Exercise instructions —
Nothing in the records may be left out or altered; reproduce them all exactly.

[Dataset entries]

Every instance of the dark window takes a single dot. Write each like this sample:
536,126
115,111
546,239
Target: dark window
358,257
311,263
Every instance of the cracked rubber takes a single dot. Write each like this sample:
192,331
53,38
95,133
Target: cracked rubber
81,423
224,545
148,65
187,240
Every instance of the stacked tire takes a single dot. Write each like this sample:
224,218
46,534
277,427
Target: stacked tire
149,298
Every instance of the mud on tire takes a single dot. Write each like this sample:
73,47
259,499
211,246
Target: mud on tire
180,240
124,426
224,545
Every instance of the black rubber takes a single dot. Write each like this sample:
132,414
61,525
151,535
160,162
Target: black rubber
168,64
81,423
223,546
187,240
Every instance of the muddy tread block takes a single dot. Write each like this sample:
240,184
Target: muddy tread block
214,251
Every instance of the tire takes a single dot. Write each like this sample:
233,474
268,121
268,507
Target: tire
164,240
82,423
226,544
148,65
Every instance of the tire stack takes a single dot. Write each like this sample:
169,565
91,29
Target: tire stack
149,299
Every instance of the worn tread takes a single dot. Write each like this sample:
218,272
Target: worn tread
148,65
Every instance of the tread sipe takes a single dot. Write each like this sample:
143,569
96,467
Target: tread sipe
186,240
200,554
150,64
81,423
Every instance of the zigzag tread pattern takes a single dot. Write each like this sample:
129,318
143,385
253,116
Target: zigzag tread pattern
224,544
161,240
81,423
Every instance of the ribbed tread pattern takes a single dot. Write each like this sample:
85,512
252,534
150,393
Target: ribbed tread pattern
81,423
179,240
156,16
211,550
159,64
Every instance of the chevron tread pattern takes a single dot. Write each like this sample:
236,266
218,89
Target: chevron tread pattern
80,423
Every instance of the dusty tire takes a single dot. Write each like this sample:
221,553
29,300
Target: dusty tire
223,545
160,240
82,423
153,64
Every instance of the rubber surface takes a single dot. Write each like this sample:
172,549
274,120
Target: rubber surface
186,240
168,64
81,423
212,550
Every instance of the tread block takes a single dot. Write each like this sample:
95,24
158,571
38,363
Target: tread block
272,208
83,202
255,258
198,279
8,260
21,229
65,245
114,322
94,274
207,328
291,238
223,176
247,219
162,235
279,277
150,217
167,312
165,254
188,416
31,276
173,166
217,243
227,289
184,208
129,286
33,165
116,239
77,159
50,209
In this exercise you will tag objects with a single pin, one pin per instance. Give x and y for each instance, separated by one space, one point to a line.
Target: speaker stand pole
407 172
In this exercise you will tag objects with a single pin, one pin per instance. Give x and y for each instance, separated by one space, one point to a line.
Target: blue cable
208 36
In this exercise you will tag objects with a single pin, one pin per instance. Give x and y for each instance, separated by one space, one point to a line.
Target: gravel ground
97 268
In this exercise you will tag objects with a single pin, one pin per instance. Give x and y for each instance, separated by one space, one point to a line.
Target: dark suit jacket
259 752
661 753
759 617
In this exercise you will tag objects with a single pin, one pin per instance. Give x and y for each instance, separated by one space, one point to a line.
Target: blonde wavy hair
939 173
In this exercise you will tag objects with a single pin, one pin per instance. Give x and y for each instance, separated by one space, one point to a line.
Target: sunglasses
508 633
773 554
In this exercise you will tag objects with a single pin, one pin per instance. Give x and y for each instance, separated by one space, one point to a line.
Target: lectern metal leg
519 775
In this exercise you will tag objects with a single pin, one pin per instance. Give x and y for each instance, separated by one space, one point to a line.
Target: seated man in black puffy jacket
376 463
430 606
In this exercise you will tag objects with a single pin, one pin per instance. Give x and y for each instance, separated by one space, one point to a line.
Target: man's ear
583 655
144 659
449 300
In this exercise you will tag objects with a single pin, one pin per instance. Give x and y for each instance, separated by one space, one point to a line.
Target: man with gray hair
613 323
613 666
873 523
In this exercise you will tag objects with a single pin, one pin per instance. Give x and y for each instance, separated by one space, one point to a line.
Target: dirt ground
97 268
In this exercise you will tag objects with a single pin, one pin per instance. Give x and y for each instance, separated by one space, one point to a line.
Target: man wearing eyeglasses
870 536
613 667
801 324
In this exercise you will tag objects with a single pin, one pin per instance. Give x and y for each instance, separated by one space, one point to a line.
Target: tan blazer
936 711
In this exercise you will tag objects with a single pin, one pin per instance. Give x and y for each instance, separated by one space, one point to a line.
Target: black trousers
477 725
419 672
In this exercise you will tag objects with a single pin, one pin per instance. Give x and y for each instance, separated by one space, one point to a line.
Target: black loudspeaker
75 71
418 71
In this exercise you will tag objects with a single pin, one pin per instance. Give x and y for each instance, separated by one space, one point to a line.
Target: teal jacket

The answer —
Every instance of the dark window takes a single dot. Write each like this sample:
536,126
115,111
546,239
Target: dark window
358,257
311,263
Every instance of the cracked rubber takes a single dot. Write each like this sample:
192,331
53,38
95,133
Target: cracked rubber
81,423
224,545
148,65
187,240
Every instance of the stacked tire takes a single dot. Write each like this sample:
224,218
46,534
277,427
Target: stacked tire
149,298
Every instance of the mud on tire takes a single dot. Write each like this sample:
73,47
259,499
211,246
Target: mud on tire
180,240
124,426
224,545
Every instance of the black rubber takes a single dot. Write each like this sample:
132,414
61,525
151,535
160,162
Target: black rubber
168,64
81,423
223,546
187,240
Every instance of the muddy tread block takes a single dot. Write each like this sample:
240,184
Target: muddy tread block
214,251
Every instance of the tire takes a single dot. Write each like this sample:
233,474
268,121
268,507
Target: tire
164,240
82,423
226,544
148,65
Every instance of the tire stack takes a single dot. Write each like this sample:
169,565
91,29
Target: tire stack
149,299
Every instance of the worn tread takes a single dot. Write each like this sample:
218,272
Target: worn tread
148,65
Every instance of the tread sipe takes a single dot. Write each like this sample:
143,569
96,467
Target: tread sipe
186,240
200,554
150,64
81,423
Every instance of the zigzag tread pattern takes a single dot. Write each like this sample:
129,318
143,385
253,116
Target: zigzag tread pattern
224,544
161,240
81,423
Every instance of the ribbed tread pattern takes a single dot. Write each like this sample:
85,512
252,534
150,393
Target: ribbed tread pattern
81,423
179,240
156,16
211,550
159,64
Every instance of the chevron tread pattern takes a single dot. Write each like this sample:
236,266
218,89
Target: chevron tread pattern
80,423
Every instance of the dusty tire takes a single dot. Write each like this sample:
221,553
29,300
Target: dusty tire
223,545
160,240
82,423
153,64
Every instance of the rubber surface takes a single dot. Write each like this sample:
172,549
274,120
Target: rubber surface
186,240
168,64
81,423
212,550
Every instance of the tread block takes a single dot. Write each like this sample:
95,24
158,571
38,363
Target: tread block
272,208
83,202
255,258
198,279
8,260
21,229
65,245
114,322
94,274
207,328
291,238
223,176
247,219
162,235
279,277
150,217
167,312
165,254
188,416
31,276
173,166
217,243
227,289
184,208
129,286
33,165
116,239
77,159
50,209
In this exercise you will tag objects with a single pin, one pin per instance. Give x and y for each instance, separated by one space, one point to a line.
Target: speaker stand pole
407 172
In this exercise you will tag objects with a single pin, one pin per instance. Give x and y for each instance, separated by one space, one point to a line.
Target: blue cable
208 36
In this exercise you will tag objects with a single pin, one pin per instance. Give x and y for each instance, separated by one space, one point to a line.
Target: gravel ground
97 268
In this exercise you will tag objects with a single pin, one pin per instance. Give x and y for each instance, separated by one space, one point to a line.
Target: dark suit jacket
259 752
661 753
759 617
In this exercise you will tag objects with a single pin, one pin per instance. Give x and y for each instance, separated by one space, one point to a line.
Target: blonde wavy hair
939 173
In this exercise you will tag objects with a single pin, one pin per instance. Give x and y for each instance, separated by one space, one point to a line.
Target: sunglasses
508 633
773 554
In this exercise you will tag objects with a single pin, one pin per instance. Give x and y for each instance, separated by one space, one point to a line.
Target: lectern metal leg
519 775
In this exercise you will tag objects with a single pin, one pin per instance. Give x and y for each instance, separated by one space, one point to a line.
Target: seated man in black puffy jacket
376 463
430 606
In this exercise you will tag objects with a single pin, one pin per instance. Give x and y for each instance, separated by one space, one point to a line.
Target: man's ear
583 655
144 659
449 300
In this exercise you will tag objects with a single pin, one pin per instance. Give x and y for each instance, separated by one space, one point to a line.
Target: man with gray hair
613 323
613 666
873 523
In this exercise you will tag objects with a single pin, one pin per instance. Give x and y for each instance, separated by one space, one point to a line.
Target: dirt ground
97 268
In this exercise you will tag objects with a single pin, one pin per instance. Give x and y for each instance, separated by one space, one point to a line.
Target: man wearing eyeglasses
870 536
613 667
801 324
In this exercise you will tag objects with a single pin, one pin per instance. Give x and y for each instance, separated by one space, one point to a line.
Target: tan blazer
936 711
In this exercise you will tag objects with a single pin, one pin per instance. Give x and y for each instance, separated by one space, one point to a line.
Target: black trousers
477 725
419 672
In this exercise you will tag objects with a single pin, one pin per instance. Give x and y for each instance, separated by one space, one point to a line.
Target: black loudspeaker
75 71
418 71
In this exercise you will tag objects with a single pin, one pin per instance. Give x and y for each instance, separated by one space, one point to a line.
Target: teal jacket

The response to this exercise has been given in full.